Written exercise
Count the lines of the records below that contain the word "player", treating case as significant, and give only the number.

Supplied information
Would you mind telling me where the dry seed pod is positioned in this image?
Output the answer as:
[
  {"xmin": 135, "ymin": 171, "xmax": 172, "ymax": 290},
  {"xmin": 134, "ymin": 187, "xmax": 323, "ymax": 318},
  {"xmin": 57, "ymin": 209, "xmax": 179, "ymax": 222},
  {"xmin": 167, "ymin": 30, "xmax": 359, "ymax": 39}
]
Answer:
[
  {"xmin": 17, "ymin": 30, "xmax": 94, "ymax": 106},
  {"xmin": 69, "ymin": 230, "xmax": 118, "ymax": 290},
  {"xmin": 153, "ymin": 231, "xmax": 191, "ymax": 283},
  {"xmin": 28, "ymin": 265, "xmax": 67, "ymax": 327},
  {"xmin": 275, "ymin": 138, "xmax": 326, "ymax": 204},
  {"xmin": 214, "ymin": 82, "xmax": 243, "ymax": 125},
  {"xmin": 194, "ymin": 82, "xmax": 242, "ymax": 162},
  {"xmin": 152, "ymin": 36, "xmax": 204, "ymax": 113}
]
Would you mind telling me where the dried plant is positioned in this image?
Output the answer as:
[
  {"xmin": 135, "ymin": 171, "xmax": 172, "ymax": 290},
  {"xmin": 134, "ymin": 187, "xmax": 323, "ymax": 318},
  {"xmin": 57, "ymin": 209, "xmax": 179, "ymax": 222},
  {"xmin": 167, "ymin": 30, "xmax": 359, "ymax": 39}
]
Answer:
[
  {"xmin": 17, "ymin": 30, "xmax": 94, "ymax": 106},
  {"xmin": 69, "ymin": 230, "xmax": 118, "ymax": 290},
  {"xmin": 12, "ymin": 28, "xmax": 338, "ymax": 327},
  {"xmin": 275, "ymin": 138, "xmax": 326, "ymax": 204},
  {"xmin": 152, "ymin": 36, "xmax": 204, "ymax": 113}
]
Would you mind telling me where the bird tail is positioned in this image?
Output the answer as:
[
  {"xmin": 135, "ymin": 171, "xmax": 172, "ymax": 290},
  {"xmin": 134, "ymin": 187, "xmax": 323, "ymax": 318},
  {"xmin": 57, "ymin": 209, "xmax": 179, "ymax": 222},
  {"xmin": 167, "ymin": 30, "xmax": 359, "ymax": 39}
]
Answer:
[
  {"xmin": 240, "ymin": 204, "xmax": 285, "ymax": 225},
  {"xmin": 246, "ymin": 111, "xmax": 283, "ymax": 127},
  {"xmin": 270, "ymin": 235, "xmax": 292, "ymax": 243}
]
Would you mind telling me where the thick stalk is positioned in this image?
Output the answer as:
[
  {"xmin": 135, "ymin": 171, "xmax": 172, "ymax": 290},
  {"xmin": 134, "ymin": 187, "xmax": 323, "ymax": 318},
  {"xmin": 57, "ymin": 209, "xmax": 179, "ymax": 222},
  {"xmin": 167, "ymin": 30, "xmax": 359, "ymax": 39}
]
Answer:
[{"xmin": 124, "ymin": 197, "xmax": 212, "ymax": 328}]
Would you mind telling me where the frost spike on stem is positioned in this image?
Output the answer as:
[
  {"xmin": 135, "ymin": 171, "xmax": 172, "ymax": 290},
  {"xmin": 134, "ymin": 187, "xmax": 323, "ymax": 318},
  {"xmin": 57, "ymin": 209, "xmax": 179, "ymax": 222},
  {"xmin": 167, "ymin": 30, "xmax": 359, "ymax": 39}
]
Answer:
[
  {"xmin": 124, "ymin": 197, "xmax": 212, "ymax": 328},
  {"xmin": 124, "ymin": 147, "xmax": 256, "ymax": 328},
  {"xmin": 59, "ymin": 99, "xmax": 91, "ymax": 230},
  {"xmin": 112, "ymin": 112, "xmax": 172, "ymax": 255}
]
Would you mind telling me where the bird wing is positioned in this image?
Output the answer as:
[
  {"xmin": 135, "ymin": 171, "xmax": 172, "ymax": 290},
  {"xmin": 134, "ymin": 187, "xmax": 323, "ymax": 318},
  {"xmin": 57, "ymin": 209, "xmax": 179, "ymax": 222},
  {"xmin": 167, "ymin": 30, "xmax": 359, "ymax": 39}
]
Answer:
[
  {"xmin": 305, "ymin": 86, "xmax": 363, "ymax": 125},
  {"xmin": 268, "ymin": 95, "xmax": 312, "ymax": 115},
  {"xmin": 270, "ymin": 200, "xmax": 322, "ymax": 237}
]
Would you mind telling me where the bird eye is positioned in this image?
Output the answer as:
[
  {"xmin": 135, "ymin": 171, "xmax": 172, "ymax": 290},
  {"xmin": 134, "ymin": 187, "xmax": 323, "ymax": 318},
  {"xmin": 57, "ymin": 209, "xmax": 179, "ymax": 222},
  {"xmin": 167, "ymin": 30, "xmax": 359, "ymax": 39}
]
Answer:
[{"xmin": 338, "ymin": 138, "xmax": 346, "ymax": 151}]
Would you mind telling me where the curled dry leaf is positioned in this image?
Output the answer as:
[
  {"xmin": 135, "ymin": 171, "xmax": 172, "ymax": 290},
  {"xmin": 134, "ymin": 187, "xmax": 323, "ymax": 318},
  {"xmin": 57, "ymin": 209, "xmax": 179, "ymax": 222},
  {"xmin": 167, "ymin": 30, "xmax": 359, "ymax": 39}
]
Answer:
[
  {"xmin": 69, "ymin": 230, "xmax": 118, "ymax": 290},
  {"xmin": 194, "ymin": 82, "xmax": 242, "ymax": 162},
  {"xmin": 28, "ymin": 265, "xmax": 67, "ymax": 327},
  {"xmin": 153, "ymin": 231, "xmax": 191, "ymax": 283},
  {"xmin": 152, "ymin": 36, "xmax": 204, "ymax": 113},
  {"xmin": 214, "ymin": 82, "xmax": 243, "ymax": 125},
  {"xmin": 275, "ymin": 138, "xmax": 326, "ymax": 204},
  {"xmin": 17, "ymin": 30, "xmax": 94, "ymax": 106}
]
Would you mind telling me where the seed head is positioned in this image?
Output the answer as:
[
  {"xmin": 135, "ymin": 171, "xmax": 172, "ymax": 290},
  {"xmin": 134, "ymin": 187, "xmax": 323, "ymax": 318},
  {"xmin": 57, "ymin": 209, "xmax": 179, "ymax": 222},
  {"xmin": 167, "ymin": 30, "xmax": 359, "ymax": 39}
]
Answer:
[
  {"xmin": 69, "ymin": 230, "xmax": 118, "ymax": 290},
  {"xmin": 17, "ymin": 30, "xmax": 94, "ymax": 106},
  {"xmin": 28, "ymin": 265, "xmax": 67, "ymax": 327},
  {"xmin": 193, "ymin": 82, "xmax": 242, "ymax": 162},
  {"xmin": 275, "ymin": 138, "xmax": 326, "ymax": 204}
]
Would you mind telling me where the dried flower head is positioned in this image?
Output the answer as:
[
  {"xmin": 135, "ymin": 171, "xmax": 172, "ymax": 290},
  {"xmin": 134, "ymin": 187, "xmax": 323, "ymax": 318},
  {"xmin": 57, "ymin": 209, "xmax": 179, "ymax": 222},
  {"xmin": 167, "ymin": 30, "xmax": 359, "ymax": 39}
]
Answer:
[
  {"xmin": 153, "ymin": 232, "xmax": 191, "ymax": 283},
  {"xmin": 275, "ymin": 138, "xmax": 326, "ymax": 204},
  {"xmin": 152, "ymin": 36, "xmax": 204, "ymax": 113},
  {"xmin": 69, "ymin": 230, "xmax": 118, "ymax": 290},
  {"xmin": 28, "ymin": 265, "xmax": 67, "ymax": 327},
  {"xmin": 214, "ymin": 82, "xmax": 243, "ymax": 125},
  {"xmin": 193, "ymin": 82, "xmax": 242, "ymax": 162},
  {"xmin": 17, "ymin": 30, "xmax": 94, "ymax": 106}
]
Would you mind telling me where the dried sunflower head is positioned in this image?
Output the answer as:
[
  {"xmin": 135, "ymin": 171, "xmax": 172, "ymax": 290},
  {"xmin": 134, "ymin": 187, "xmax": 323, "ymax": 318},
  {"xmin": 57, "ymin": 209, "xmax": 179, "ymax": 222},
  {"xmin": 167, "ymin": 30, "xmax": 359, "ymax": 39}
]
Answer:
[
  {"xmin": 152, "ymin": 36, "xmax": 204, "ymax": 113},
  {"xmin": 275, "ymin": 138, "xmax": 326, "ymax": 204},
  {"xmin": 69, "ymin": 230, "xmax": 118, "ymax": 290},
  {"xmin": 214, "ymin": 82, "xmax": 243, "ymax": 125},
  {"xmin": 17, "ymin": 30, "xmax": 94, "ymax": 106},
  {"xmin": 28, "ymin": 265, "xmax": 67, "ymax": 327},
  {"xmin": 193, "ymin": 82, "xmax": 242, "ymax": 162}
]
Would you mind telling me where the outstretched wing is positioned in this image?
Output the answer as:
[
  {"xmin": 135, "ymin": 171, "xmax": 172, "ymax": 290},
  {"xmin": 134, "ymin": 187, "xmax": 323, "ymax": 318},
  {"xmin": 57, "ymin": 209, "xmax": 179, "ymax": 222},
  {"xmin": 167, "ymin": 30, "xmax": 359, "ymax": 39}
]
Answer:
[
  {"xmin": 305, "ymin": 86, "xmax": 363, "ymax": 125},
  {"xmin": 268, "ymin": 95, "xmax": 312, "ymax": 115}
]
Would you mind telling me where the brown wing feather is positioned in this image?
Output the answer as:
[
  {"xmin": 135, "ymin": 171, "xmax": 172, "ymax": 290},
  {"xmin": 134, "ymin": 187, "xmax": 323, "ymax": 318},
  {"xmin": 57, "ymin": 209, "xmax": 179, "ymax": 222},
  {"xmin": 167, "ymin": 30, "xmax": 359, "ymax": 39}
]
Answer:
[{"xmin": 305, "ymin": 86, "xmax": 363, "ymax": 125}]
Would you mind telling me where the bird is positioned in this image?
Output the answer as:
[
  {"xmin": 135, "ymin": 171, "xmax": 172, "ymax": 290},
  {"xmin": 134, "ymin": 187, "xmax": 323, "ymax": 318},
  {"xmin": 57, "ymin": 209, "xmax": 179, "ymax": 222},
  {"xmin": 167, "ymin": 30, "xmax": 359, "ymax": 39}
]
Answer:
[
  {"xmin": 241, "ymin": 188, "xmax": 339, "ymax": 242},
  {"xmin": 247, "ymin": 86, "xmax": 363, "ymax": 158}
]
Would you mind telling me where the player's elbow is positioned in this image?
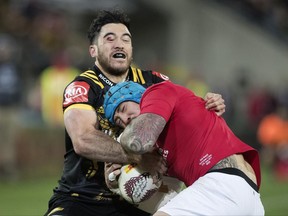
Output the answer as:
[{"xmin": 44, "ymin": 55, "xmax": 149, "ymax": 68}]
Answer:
[{"xmin": 121, "ymin": 138, "xmax": 153, "ymax": 154}]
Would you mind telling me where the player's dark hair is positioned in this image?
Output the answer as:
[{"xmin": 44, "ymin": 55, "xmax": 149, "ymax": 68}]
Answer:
[{"xmin": 88, "ymin": 10, "xmax": 130, "ymax": 44}]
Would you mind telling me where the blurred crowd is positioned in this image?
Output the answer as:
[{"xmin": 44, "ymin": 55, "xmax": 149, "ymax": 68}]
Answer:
[
  {"xmin": 0, "ymin": 0, "xmax": 288, "ymax": 179},
  {"xmin": 216, "ymin": 0, "xmax": 288, "ymax": 43}
]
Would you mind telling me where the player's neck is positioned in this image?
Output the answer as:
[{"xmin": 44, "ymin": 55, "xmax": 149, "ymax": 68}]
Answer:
[{"xmin": 97, "ymin": 65, "xmax": 129, "ymax": 83}]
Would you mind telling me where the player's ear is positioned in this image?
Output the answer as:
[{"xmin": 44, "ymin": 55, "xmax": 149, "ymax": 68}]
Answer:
[{"xmin": 89, "ymin": 44, "xmax": 98, "ymax": 58}]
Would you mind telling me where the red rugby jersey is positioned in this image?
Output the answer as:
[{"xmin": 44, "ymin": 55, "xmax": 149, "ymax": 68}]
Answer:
[{"xmin": 140, "ymin": 81, "xmax": 261, "ymax": 187}]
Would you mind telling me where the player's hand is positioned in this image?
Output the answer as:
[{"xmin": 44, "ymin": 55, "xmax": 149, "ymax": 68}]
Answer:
[
  {"xmin": 204, "ymin": 92, "xmax": 226, "ymax": 116},
  {"xmin": 104, "ymin": 163, "xmax": 122, "ymax": 191}
]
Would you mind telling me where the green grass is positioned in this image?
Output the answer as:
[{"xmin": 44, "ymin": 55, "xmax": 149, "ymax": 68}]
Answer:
[{"xmin": 0, "ymin": 168, "xmax": 288, "ymax": 216}]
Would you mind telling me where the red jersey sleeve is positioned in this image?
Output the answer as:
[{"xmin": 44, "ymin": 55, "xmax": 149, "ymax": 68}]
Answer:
[{"xmin": 140, "ymin": 81, "xmax": 177, "ymax": 122}]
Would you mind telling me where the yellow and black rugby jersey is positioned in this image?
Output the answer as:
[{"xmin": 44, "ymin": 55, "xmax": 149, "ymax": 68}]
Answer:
[{"xmin": 55, "ymin": 66, "xmax": 169, "ymax": 202}]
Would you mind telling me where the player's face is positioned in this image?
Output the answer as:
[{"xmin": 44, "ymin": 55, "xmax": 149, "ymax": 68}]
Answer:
[
  {"xmin": 114, "ymin": 101, "xmax": 140, "ymax": 128},
  {"xmin": 95, "ymin": 23, "xmax": 132, "ymax": 76}
]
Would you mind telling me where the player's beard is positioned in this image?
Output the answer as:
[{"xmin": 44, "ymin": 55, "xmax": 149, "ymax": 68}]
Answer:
[{"xmin": 97, "ymin": 53, "xmax": 132, "ymax": 76}]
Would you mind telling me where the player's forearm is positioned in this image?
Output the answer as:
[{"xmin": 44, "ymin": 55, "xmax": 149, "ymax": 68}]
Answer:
[
  {"xmin": 74, "ymin": 131, "xmax": 138, "ymax": 163},
  {"xmin": 120, "ymin": 113, "xmax": 166, "ymax": 154}
]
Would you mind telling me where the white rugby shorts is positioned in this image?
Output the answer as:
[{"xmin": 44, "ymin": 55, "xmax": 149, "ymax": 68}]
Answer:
[{"xmin": 158, "ymin": 172, "xmax": 264, "ymax": 216}]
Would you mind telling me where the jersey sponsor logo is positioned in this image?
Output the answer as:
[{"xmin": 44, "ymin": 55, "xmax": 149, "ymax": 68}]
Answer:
[
  {"xmin": 63, "ymin": 82, "xmax": 90, "ymax": 107},
  {"xmin": 199, "ymin": 154, "xmax": 213, "ymax": 166},
  {"xmin": 152, "ymin": 71, "xmax": 169, "ymax": 80}
]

Result of this task
8